--- START ---

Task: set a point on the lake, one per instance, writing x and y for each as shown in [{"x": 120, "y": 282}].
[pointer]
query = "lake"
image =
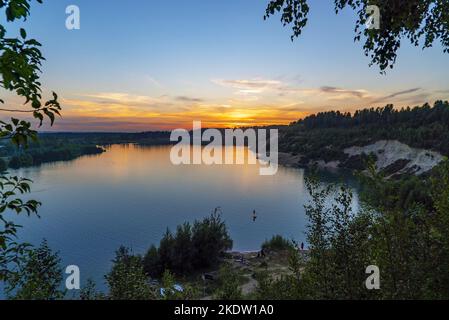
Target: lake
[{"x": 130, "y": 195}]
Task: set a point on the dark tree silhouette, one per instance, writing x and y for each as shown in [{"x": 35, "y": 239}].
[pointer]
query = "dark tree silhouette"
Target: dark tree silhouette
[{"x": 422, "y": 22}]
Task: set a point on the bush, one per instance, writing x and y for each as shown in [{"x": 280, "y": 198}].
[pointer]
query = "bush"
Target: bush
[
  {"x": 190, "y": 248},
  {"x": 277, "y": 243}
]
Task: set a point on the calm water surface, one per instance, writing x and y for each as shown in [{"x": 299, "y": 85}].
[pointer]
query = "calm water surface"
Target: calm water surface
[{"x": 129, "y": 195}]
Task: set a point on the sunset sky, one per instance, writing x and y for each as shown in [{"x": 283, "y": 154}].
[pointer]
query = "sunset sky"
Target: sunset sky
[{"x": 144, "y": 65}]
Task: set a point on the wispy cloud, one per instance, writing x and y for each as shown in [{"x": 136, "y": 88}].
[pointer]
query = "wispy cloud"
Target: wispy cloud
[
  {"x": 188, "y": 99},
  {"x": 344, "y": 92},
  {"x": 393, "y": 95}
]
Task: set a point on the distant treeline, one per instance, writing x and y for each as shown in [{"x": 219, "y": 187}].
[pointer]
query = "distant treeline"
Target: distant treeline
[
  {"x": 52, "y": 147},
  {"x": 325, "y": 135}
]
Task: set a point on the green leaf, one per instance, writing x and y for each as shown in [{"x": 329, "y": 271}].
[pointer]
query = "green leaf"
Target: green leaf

--- END ---
--- START ---

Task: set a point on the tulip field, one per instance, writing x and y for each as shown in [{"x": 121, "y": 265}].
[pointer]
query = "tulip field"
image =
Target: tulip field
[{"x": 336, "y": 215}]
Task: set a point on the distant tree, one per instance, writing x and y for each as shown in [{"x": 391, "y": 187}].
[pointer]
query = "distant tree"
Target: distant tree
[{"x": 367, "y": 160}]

--- END ---

Filter the records down to the lines that contain the string "query", and copy those lines.

query = "lake"
query = "dark tree silhouette"
query = "bush"
query = "calm water surface"
query = "sunset sky"
query = "wispy cloud"
query = "distant treeline"
query = "green leaf"
query = "tulip field"
query = "distant tree"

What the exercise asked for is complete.